BEGIN Text to read
Started by korryd@enterprisedb.comover 19 years ago18 messages
#1korryd@enterprisedb.com
korryd@enterprisedb.com
1 attachment(s)

The attached patch adds support for loadable instrumentation plugins for
procedural languages (as discussed at the anniversary summit). It also
adds plugin support to the PL/pgSQL language handler.

We are using this plugin mechanism to load the PL/pgSQL debugger on
demand (the debugger is not part of this patch, the patch is just the
infrastructure that we need to load various instrumentation plugins).
We will also post some sample plugins (a PL/pgSQL profiler and a simple
tracer), probably at the edb-debugger pgFoundry project site so you can
see how to use the plugin mechanism.

A couple of notes: to use a plugin, you must define a custom GUC
variable that specifies the name of the shared-object that implements
the plugin. For example, to use the PL/pgSQL profiler (which is
implement in $libdir/plugin_profiler.so), you would add the following to
postgresql.conf

custom_variable_classes = 'plpgsql'

plpgsql.plugin = 'plugin_profiler'

The plpgsql.plugin variable is treated as an SUSET variable so you must
be a superuser to change plugins.

Also, we define a helper function (in fmgr.c) named load_pl_plugin()
that a language handler can use to load a plugin. The plugin requires
the name of the GUC variable (plplgsql.plugin, pljava.plugin,
plperl.pluhgN, etc.) and a pointer to a language-specific struct that
the plugin fills in with a set of function pointers (presumably, the
language handler will call those functions at appropriate points in
time).

-- Korry

Attachments:

plugin.patchtext/x-patch; charset=UTF-8; name=plugin.patchDownload
Index: src/backend/utils/fmgr/fmgr.c
===================================================================
RCS file: /projects/cvsroot/pgsql/src/backend/utils/fmgr/fmgr.c,v
retrieving revision 1.101
diff -w -c -r1.101 fmgr.c
*** src/backend/utils/fmgr/fmgr.c	30 May 2006 21:21:30 -0000	1.101
--- src/backend/utils/fmgr/fmgr.c	28 Jul 2006 13:22:15 -0000
***************
*** 25,30 ****
--- 25,31 ----
  #include "utils/fmgrtab.h"
  #include "utils/lsyscache.h"
  #include "utils/syscache.h"
+ #include "utils/guc.h"
  
  /*
   * Declaration for old-style function pointer type.  This is now used only
***************
*** 69,76 ****
  	const Pg_finfo_record *inforec;		/* address of its info record */
  } CFuncHashTabEntry;
  
! static HTAB *CFuncHash = NULL;
  
  
  static void fmgr_info_cxt_security(Oid functionId, FmgrInfo *finfo, MemoryContext mcxt,
  					   bool ignore_security);
--- 70,87 ----
  	const Pg_finfo_record *inforec;		/* address of its info record */
  } CFuncHashTabEntry;
  
! /*
!  * Hashtable for keeping track of language-handler plugins
!  */
!
END Text to read
BEGIN Data section
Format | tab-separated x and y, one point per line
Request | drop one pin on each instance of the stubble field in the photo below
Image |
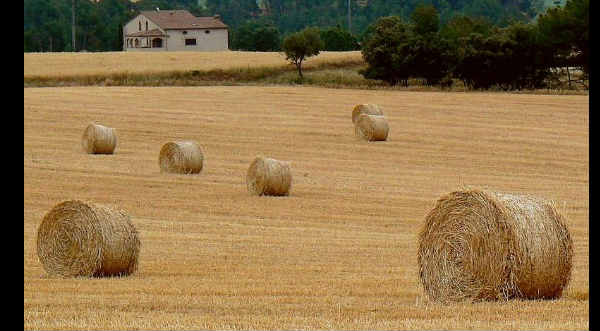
340	252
END Data section
• Things to do
1. Translate into French this sentence from the post on procedural-language plugins: "The plpgsql.plugin variable is treated as an SUSET variable so you must be a superuser to change plugins."
2. Summarize the post on procedural-language plugins in three sentences.
3. Pick up the post on procedural-language plugins at the point where it stops.

• Task-by-task answers
1. La variable plpgsql.plugin est traitée comme une variable SUSET ; vous devez donc être superutilisateur pour changer de plugin.

2. The attached patch adds support for loadable instrumentation plugins for procedural languages and adds plugin support to the PL/pgSQL language handler, providing the infrastructure used to load the PL/pgSQL debugger on demand. To use a plugin, a custom GUC variable must name the shared object that implements it, and because that variable is treated as SUSET, only a superuser can change plugins. The patch also defines a helper function in fmgr.c, load_pl_plugin(), that a language handler can use to load a plugin.

3.
! typedef struct
! {
! 	char	varName[NAMEDATALEN];	/* Name of GUC variable for this handler      */
! 	char  * varValue;				/* A place to store the value of the variable */
! } pluginHashTabEntry;
  
+ static HTAB *CFuncHash = NULL;
+ static HTAB *pluginHash = NULL;
  
  static void fmgr_info_cxt_security(Oid functionId, FmgrInfo *finfo, MemoryContext mcxt,
  					   bool ignore_security);
***************
*** 81,87 ****
  			  PGFunction user_fn, const Pg_finfo_record *inforec);
  static Datum fmgr_oldstyle(PG_FUNCTION_ARGS);
  static Datum fmgr_security_definer(PG_FUNCTION_ARGS);
!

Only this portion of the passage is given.